(Referring expression data)
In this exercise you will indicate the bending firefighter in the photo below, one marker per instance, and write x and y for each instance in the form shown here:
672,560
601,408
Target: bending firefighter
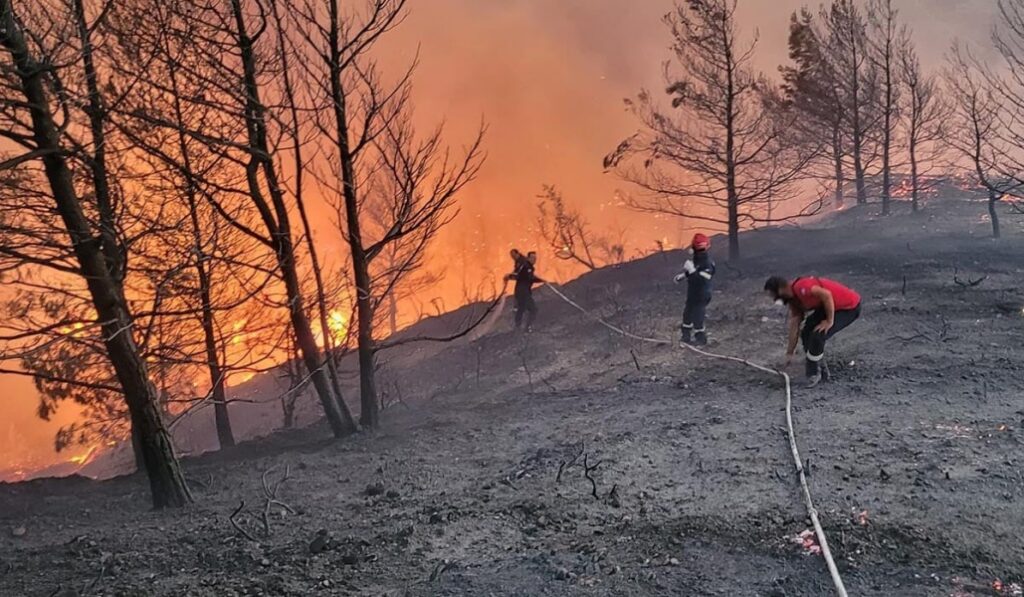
524,281
697,273
824,306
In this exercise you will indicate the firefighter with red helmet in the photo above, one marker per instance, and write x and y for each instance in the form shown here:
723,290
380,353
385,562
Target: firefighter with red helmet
697,272
824,307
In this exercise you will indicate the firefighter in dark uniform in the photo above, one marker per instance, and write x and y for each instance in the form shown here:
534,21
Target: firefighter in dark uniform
697,272
524,280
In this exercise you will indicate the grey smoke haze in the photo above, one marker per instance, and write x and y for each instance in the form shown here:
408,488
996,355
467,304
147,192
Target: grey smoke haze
549,77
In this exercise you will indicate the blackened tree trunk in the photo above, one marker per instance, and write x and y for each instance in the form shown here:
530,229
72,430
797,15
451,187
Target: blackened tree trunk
369,406
329,342
993,215
914,181
838,164
167,482
275,217
218,393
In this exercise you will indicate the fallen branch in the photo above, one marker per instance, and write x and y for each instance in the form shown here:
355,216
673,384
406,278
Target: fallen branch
235,523
636,361
569,463
439,569
587,469
270,495
969,283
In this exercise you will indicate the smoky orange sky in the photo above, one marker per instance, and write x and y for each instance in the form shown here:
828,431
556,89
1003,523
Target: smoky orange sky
549,78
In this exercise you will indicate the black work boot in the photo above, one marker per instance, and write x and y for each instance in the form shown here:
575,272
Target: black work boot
813,373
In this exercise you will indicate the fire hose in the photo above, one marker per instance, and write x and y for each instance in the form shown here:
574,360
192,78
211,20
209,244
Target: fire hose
808,503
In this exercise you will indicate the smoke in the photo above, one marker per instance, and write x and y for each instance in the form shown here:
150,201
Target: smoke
548,77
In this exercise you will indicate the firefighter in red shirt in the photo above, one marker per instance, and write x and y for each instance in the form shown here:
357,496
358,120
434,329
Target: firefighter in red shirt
824,306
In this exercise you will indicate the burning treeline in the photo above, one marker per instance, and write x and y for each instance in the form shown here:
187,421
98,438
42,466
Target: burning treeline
168,161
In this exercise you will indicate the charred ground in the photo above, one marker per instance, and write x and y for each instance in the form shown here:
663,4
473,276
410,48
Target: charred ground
482,479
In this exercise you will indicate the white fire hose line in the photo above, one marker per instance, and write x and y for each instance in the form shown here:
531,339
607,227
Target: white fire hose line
808,503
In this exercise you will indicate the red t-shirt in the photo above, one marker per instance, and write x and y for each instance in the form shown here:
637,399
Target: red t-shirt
844,297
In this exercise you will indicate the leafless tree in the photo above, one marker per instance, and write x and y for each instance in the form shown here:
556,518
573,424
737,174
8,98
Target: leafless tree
926,115
975,131
570,237
233,68
889,42
374,151
1007,84
55,113
722,155
811,87
858,84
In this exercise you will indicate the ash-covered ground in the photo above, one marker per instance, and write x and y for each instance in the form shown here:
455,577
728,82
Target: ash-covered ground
482,480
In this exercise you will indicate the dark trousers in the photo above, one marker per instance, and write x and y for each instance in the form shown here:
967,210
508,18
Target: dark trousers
814,342
524,305
693,313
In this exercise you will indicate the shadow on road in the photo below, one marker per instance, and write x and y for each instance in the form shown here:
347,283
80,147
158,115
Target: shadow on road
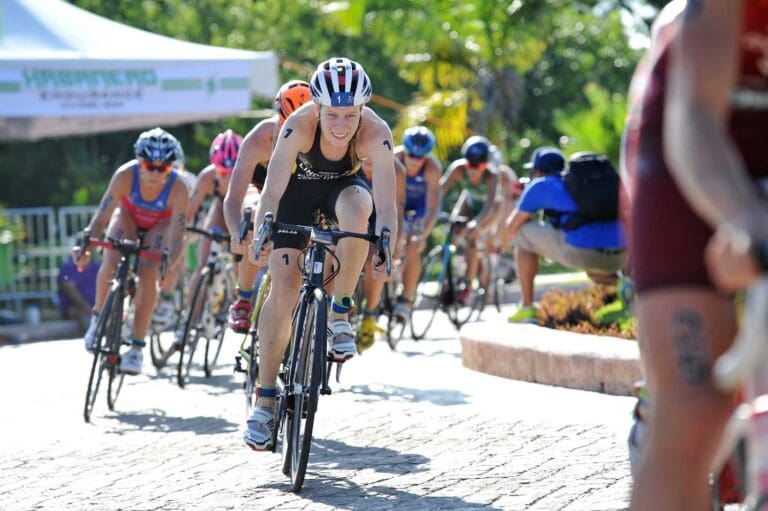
380,392
327,456
157,421
335,454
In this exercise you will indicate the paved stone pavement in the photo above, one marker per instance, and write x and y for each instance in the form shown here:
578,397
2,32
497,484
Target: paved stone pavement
405,431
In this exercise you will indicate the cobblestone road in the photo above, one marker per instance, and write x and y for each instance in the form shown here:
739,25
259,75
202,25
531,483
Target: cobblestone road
403,431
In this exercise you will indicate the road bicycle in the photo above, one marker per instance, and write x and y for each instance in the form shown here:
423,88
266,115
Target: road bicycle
306,365
109,336
441,281
207,315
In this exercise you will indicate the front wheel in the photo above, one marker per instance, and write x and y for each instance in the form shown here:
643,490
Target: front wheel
306,384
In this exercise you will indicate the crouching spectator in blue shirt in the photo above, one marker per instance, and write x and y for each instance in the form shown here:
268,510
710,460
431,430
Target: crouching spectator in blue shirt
597,247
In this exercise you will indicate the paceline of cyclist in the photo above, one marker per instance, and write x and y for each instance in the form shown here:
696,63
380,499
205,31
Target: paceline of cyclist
314,166
373,287
246,185
423,196
696,152
213,181
162,318
144,196
478,184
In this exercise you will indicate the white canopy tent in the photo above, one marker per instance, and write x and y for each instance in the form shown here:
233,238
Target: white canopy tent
66,71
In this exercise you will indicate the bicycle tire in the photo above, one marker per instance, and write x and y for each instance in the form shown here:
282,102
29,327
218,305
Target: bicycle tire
459,313
192,326
219,317
310,367
114,329
428,292
99,359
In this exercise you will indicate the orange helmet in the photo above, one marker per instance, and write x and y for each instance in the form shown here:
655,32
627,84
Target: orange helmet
291,96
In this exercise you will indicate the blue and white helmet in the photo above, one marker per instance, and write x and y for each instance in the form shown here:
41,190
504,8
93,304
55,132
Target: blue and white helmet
340,82
418,141
157,145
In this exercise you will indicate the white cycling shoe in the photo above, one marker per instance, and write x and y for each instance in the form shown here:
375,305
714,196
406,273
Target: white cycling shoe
258,432
341,340
90,335
131,361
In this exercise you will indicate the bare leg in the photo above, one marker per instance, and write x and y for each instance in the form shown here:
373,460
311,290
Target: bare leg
682,332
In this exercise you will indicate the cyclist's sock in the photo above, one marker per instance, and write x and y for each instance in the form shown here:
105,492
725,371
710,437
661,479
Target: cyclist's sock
265,396
343,305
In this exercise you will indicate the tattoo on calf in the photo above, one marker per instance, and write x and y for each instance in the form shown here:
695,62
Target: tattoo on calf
691,347
693,9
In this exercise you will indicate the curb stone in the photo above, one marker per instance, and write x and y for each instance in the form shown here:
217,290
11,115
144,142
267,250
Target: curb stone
552,357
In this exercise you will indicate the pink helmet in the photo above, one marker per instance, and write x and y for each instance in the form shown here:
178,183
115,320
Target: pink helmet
224,149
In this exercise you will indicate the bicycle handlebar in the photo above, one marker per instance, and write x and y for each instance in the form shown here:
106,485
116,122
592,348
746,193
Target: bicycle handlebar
125,247
212,235
750,349
324,237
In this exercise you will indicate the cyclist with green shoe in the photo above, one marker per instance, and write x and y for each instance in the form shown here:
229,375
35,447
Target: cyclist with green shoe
478,181
597,247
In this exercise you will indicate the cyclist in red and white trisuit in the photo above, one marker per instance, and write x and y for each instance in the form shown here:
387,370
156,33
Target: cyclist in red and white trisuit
246,185
695,150
143,195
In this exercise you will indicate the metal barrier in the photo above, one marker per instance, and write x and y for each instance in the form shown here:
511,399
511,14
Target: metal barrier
33,242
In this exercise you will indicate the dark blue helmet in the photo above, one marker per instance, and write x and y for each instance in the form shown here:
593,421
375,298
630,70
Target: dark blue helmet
476,150
418,141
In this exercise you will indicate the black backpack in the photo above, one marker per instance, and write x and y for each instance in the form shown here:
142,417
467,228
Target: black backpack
593,183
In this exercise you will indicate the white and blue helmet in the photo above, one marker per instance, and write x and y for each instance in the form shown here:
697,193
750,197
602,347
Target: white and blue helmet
340,82
157,145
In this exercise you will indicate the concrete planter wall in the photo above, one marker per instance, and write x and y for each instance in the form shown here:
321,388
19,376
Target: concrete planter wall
552,357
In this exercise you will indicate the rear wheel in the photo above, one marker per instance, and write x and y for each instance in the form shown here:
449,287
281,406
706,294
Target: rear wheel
459,312
114,328
192,328
428,292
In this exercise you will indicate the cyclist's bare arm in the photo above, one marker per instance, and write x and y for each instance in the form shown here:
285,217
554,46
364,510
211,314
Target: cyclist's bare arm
375,143
203,188
179,203
703,160
256,148
119,185
434,193
296,135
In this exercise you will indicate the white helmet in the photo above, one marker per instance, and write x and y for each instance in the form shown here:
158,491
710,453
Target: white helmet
340,82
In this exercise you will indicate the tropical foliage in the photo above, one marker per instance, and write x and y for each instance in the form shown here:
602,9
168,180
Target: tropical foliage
523,72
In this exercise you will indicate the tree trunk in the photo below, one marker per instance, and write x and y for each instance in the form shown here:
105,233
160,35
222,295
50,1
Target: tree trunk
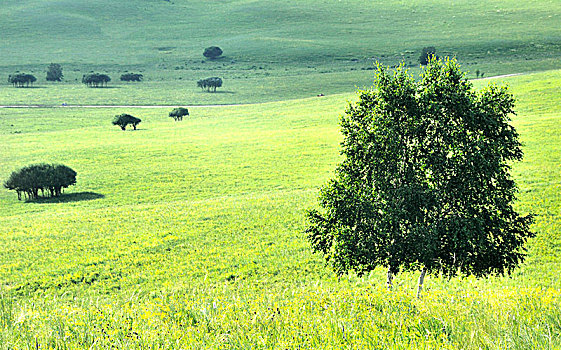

What is expected:
Copy out every line from the records that has the word "below".

Task result:
In this exercise you will indicate the bending firefighter in the photo below, one marker per instance, and write x and y for each instance in the form shown here:
In this exercise you will indicate the shadow on road in the photo below, one marker per instance, and write x and y for each instance in the form shown here:
In this exercise you will indicate the tree trunk in the photo below, one marker per instance, and write x and y for each instance in the form shown here:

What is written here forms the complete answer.